::: Data provided :::

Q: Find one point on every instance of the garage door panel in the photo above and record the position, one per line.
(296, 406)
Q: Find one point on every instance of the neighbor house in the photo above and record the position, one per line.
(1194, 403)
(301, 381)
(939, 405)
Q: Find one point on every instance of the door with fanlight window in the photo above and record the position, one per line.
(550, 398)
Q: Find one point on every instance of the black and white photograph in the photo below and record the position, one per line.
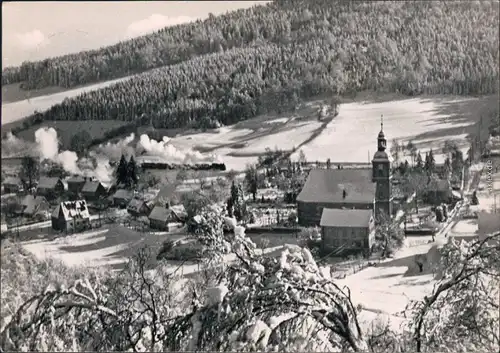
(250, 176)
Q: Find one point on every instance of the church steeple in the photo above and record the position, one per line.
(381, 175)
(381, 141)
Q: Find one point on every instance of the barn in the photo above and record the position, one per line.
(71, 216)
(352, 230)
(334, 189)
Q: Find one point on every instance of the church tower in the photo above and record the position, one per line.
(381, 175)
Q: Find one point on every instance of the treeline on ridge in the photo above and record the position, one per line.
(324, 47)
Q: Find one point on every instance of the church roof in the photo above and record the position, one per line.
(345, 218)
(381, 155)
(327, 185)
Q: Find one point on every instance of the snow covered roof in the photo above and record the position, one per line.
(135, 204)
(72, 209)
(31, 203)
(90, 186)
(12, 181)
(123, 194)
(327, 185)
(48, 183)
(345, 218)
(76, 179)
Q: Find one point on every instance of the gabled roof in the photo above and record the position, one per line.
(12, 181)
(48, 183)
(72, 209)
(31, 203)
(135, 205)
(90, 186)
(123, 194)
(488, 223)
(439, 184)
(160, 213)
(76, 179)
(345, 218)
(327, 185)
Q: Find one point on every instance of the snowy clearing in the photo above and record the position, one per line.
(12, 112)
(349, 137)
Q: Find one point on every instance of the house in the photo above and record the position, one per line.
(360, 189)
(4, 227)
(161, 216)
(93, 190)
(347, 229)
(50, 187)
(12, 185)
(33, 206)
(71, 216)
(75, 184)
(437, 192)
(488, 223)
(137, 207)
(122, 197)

:::
::: Data provided :::

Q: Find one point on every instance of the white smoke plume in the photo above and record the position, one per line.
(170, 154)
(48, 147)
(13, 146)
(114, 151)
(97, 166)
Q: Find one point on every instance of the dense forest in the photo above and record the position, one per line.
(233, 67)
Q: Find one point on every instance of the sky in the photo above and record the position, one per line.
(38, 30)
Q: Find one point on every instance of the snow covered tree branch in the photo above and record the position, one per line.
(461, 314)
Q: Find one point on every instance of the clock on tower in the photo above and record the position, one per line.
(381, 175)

:::

Task goal: Return each line of the data above that contains the string "house", treating uppercase and lowercase letters as different.

Result of the task:
Q: Find one point on every instance of the neighbor house in the photo above and record the position, one per line.
Q: Find one point on every instance of the house in the photo above and record the position, one per line.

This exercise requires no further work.